#### [Your objective]
Print the listing below word for word, leaving out the pictures.

Excerpts of bounding box data:
□ □ □

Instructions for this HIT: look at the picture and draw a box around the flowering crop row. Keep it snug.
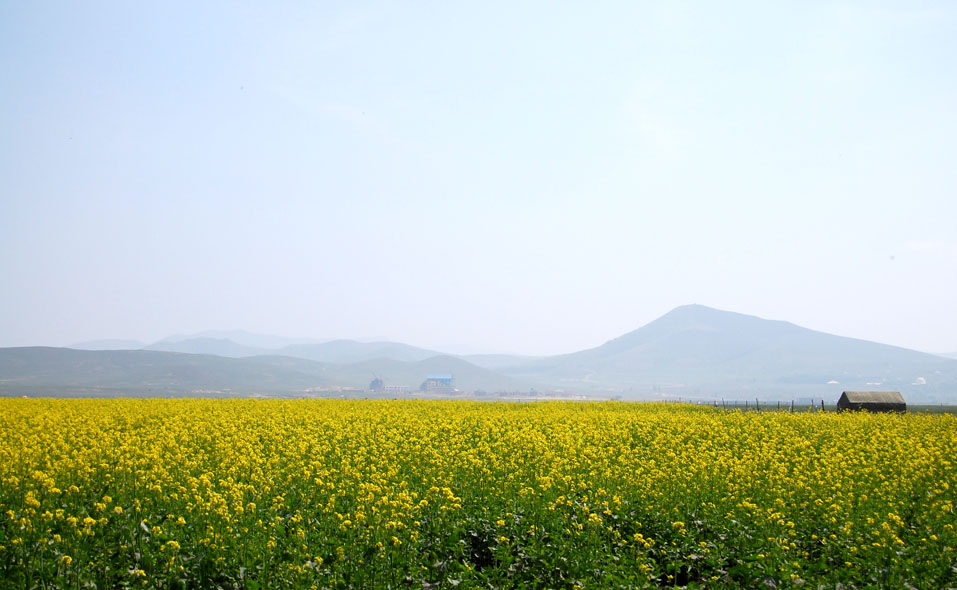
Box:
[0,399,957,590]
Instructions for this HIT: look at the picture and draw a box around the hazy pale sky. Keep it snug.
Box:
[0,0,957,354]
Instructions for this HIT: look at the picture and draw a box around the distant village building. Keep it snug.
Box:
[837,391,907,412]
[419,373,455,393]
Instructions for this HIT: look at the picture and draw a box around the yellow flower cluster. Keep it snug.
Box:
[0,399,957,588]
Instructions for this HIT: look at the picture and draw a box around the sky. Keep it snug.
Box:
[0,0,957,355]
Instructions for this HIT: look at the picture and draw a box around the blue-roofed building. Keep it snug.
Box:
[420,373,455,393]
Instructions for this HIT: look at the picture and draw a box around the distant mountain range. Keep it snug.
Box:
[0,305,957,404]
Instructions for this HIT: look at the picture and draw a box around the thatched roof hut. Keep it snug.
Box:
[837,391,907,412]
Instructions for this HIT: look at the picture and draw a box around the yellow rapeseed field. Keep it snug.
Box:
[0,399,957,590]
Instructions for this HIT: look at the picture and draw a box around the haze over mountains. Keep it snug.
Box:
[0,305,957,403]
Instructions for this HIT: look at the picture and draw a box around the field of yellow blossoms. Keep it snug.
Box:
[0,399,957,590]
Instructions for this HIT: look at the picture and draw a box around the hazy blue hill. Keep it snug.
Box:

□ □ □

#### [The output]
Instructions for this HIT: look at the picture and draw a box around the flowering crop row. Keep it snug.
Box:
[0,399,957,590]
Instructions for this HIT: look at the picture and draw a box around the hazy pale sky. Keep it snug.
Box:
[0,0,957,354]
Instructions for this HIT: look at the picture and draw a box around the distant village building. Keep it snug.
Box:
[837,391,907,412]
[419,373,455,393]
Instructions for this HIT: look at the picture and draw a box around the yellow flower cluster. Keep it snug.
Box:
[0,399,957,588]
Instructions for this HIT: look at the picture and draw a box around the sky. Keep it snug.
Box:
[0,0,957,355]
Instructions for this HIT: look at the picture and draw a box around the blue-roofed building. Keep it snug.
Box:
[420,373,455,393]
Instructions for this HIT: look at the picture and draw a box around the distant mountain range. Keep it snug.
Box:
[0,305,957,404]
Instructions for this HIT: look at the picture and draw a box around the thatched roof hut. Keep it snug.
Box:
[837,391,907,412]
Instructions for this HIT: look at the picture and draw a box around the yellow rapeseed field. Keep it snug.
Box:
[0,399,957,590]
Instructions for this HIT: look at the picture and draw a box around the haze over mountains. Keep it snug.
Box:
[0,305,957,403]
Instructions for this HIT: look at the picture and draw a box around the field of yellow blossoms. Keep it snug.
Box:
[0,399,957,590]
Instructions for this HIT: look at the picture and draw a box around the hazy blue hill. Keep it snug.
Box:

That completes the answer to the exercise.